[Dataset excerpt]
==================================================

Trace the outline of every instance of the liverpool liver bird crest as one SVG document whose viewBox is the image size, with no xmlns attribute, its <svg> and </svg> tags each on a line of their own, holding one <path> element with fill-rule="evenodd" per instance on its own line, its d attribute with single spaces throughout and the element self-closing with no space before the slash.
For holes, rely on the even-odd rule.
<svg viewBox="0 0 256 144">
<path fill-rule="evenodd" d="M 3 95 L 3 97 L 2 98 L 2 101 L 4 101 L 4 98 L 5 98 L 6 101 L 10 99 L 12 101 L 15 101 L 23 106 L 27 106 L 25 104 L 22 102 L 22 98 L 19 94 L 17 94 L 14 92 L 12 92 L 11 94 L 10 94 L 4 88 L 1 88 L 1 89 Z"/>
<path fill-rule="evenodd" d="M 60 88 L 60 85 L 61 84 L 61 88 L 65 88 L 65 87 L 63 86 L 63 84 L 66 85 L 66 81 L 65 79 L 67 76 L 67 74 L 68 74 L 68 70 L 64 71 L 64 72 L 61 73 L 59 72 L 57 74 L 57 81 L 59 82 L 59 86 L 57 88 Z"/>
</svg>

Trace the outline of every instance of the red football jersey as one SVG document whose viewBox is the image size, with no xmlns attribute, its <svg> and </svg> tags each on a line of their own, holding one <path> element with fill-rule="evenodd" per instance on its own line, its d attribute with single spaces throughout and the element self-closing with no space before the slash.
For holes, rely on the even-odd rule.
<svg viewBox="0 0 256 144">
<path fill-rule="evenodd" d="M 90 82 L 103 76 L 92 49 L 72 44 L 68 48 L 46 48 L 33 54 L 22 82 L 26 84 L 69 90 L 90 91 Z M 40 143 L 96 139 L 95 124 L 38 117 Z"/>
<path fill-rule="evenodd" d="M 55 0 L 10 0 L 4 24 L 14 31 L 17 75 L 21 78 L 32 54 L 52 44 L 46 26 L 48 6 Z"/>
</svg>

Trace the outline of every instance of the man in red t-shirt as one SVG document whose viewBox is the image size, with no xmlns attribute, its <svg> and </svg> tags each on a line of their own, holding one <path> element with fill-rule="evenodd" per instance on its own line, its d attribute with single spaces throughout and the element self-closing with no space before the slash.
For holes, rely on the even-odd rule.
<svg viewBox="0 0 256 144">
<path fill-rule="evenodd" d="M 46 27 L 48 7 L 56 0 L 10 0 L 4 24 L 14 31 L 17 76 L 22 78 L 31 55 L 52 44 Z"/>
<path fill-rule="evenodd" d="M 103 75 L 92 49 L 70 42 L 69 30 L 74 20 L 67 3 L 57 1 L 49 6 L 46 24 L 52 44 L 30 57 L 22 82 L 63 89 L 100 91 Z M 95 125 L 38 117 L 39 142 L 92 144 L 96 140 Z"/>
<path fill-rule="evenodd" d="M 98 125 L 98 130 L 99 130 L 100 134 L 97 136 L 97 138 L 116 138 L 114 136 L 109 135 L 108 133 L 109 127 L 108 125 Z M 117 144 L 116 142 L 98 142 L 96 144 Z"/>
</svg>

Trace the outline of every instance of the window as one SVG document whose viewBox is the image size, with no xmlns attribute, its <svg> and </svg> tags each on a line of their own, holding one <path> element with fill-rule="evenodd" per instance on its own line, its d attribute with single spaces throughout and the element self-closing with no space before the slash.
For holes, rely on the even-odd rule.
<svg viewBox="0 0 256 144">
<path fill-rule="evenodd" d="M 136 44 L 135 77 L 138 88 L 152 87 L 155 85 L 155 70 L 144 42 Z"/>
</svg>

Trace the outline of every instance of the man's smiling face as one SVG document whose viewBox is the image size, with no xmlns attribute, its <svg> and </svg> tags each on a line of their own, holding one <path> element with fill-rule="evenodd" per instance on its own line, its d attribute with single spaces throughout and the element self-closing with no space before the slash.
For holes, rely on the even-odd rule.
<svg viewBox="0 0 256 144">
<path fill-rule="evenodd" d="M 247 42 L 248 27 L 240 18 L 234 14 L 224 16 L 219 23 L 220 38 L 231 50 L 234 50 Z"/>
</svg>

==================================================

• DIRECTIONS FOR THIS TASK
Write out only the stretch from the start of the records through the line containing "101 L 4 101", switching "outline" to "contour" and keeping everything else the same.

• WRITTEN RESPONSE
Trace the contour of every instance of the liverpool liver bird crest as one SVG document whose viewBox is the image size, with no xmlns attribute, its <svg> and </svg> tags each on a line of their own, holding one <path> element with fill-rule="evenodd" per instance on its own line, its d attribute with single spaces throughout and the element self-closing with no space before the slash.
For holes, rely on the even-odd rule.
<svg viewBox="0 0 256 144">
<path fill-rule="evenodd" d="M 3 95 L 3 97 L 2 98 L 2 101 L 4 101 L 4 98 L 5 98 L 6 101 L 10 99 L 12 101 L 15 101 L 23 106 L 27 106 L 25 104 L 22 102 L 22 98 L 19 94 L 17 94 L 14 92 L 12 92 L 11 94 L 10 94 L 4 88 L 1 88 L 1 89 Z"/>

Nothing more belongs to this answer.